TUGAS ANDA
- a) Kutip dengan persis sebagian artikel tentang buku Sumpah Kabut Kota, dimulai dari kata-kata yang memuat "Salah satu puisi" dan diakhiri setelah "puisi Metafora Ibu.".
- b) Ringkaslah artikel tentang buku Sumpah Kabut Kota dalam dua kalimat.
- c) Terjemahkan kalimat "Setelah melewati fase air, manusia akan mencapai fase tanah." dari artikel tentang buku Sumpah Kabut Kota ke dalam bahasa Inggris.

KUTIPAN TEKS
----------------------------------------

Buku Sumpah Kabut Kota Karya A Junianto: Kota itu Utari
PENULIS buku Sumpah Kabut Kota A Junianto sedang membaca karya-karya puisinya dalam buku tersebut. --
"Tahap permulaan adalah air. Kemudian tanah. Lalu api. Itu tahapan hidup," ujarnya.
BACA JUGA: Bedah Buku Indah dalam Pandemi Ungkap Kiprah Indah Kurnia Selama Pandemi Covid-19
SUMPAH KABUT KOTA Karya A Junianto. Kumpulan puisi berdasarkan pengalaman panjangnya di dua kota besar. --
Gambaran awal kehidupan manusia layaknya air. Sumber kehidupan yang memberi daya hidup manusia. Artinya, proses ketika manusia lahir, belajar, dan mulai tahu banyak hal.
Setelah melewati fase air, manusia akan mencapai fase tanah. ”Tanah sebagai tempat kita hidup. Kita akan mengalami berbagai realita kehidupan di sekitar tempat kita berpijak," terang pria 42 tahun itu.
Kemudian fase selanjutnya adalah api. Fase ketika manusia mencapai eksistensinya. Sebagai manusia yang berkuasa, berkehendak, sekaligus menjadi bagian dari segala risiko dan konsekuensi.
Salah satu puisi yang bisa dianggap mencerminkan fase pertama, air, berjudul Metafora Ibu. Seperti kata "metafora" yang berarti pengandaian. Jun mengumpamakan sosok kota sebagai ibu. Tempat ia dibesarkan.
Namun, "ibu" dalam gambaran kota adalah kisah tentang sesak-padat atau riuhnya masyarakat. Tentang stupa bangunan tua yang berujud kepala kala/dan jajaran gana yang menyangga duka/menyokong kisah tentang semunya musik tanpa nada. Demikian petikan bait puisi Metafora Ibu.
Jun menggunakan pendekatan ekspresif yang berkaitan dengan pikiran, perasaan, dan pengalamannya dalam memaknai wajah kota asalnya. "Bangunan tua yang berujud kepala kala" bisa dimaknai sebagai sisa-sisa keanggunan.

----------------------------------------

ENTRI DATA
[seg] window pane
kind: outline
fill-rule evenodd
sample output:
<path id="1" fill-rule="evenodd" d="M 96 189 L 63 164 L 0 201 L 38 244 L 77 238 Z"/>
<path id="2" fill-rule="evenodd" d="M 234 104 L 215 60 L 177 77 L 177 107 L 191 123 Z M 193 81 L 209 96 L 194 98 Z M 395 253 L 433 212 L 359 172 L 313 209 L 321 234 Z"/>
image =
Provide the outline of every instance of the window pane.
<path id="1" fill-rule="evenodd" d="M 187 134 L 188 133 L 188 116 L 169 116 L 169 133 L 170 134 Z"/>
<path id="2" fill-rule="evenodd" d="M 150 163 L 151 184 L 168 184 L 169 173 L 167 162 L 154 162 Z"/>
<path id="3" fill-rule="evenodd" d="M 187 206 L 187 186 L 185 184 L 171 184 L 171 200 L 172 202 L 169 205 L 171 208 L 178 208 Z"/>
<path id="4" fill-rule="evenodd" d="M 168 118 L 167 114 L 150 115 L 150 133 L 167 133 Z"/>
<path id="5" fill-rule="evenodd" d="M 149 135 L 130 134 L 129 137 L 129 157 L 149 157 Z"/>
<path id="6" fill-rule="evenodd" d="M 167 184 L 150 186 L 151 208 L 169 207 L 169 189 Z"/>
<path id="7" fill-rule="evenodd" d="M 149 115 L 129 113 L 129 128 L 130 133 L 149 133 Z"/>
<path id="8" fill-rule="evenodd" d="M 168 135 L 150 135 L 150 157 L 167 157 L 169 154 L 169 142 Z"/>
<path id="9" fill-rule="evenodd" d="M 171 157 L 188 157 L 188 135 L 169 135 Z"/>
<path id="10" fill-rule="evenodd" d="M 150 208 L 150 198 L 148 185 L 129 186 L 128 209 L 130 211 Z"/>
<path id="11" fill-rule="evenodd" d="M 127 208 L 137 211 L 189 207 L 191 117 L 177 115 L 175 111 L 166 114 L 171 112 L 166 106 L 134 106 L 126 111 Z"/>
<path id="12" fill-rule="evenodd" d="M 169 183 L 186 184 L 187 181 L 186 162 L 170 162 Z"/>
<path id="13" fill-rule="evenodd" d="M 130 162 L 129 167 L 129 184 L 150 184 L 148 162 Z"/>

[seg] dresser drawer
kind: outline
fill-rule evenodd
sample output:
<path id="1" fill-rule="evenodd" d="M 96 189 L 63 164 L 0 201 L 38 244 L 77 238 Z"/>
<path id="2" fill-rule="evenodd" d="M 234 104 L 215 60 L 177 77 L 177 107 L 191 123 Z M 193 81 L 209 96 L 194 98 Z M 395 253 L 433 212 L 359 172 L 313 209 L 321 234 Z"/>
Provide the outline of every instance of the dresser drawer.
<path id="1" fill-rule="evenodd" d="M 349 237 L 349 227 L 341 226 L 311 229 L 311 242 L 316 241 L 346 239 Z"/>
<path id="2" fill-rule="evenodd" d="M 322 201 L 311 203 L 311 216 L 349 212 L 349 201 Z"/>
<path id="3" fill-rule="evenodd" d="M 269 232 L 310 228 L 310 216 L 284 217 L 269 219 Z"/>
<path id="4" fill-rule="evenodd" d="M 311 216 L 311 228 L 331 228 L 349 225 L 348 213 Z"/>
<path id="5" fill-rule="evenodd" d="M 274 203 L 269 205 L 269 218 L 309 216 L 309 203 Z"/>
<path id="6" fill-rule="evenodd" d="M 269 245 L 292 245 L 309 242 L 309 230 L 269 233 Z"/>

----------------------------------------

JAWABAN PER NOMOR
- a)
Salah satu puisi yang bisa dianggap mencerminkan fase pertama, air, berjudul Metafora Ibu. Seperti kata "metafora" yang berarti pengandaian. Jun mengumpamakan sosok kota sebagai ibu. Tempat ia dibesarkan.
Namun, "ibu" dalam gambaran kota adalah kisah tentang sesak-padat atau riuhnya masyarakat. Tentang stupa bangunan tua yang berujud kepala kala/dan jajaran gana yang menyangga duka/menyokong kisah tentang semunya musik tanpa nada. Demikian petikan bait puisi Metafora Ibu.

- b) Sumpah Kabut Kota karya A Junianto adalah kumpulan puisi berdasarkan pengalaman panjangnya di dua kota besar, dan menurut penulisnya tahapan hidup dimulai dari air, lalu tanah, kemudian api. Salah satu puisinya, Metafora Ibu, dianggap mencerminkan fase air karena Jun mengumpamakan kota tempat ia dibesarkan sebagai ibu.

- c) After passing through the water phase, humans will reach the earth phase.